== Records shown

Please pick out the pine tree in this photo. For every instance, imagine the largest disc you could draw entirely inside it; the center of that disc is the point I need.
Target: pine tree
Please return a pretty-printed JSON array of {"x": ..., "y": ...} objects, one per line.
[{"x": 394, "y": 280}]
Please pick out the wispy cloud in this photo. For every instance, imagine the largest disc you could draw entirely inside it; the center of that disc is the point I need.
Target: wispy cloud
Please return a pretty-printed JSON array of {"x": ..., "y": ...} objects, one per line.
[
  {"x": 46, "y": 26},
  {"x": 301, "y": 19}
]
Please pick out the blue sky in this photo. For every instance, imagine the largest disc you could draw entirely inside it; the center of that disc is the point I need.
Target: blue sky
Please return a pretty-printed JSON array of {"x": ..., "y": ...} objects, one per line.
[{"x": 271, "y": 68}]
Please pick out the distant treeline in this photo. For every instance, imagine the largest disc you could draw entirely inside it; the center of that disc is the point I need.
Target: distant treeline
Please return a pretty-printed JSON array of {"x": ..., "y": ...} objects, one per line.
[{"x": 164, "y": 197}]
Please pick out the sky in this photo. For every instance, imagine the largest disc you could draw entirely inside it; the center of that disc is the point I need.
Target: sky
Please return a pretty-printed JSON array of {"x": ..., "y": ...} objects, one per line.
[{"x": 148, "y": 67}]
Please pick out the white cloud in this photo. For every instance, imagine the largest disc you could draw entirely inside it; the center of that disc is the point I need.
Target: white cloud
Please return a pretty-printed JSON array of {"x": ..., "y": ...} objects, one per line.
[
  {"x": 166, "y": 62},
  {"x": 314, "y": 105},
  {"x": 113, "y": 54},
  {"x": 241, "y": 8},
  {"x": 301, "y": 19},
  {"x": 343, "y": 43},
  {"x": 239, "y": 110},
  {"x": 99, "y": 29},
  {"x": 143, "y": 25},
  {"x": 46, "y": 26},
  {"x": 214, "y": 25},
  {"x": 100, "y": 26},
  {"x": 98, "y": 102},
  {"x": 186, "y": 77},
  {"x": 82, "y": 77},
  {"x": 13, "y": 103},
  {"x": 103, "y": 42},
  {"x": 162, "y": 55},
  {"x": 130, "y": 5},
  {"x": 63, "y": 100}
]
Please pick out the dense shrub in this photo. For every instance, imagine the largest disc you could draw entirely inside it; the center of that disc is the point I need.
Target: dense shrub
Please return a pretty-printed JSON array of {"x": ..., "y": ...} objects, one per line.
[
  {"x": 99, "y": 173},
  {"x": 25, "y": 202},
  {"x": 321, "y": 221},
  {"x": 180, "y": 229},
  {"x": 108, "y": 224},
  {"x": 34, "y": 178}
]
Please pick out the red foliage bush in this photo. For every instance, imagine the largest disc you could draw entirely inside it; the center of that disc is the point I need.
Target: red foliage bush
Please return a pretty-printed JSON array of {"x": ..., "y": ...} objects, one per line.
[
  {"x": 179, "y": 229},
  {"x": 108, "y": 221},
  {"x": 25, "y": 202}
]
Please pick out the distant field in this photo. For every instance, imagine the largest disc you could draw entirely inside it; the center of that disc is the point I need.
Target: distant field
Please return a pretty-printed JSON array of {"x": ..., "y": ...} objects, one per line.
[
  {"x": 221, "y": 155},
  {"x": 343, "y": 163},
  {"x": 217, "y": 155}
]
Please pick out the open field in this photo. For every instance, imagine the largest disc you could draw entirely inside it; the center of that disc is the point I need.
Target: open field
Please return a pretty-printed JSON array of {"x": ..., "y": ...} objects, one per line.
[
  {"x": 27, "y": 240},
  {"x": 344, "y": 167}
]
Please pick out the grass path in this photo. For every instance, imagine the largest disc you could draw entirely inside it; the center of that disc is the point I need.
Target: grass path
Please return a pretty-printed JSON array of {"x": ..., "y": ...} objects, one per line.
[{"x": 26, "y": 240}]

====

▶ Task goal: What lines above hold the word "field"? List them all.

▶ Result for this task:
Please pick out the distant field in this photo. For every instance, imagine the largest disc you could draw entirely inside it; the center of that disc is the point I need.
Target: distant field
Please pick out the open field in this photo. For every instance, imagine the largest disc you could draw entirely inside it; the center of that disc is the point I need.
Target: open field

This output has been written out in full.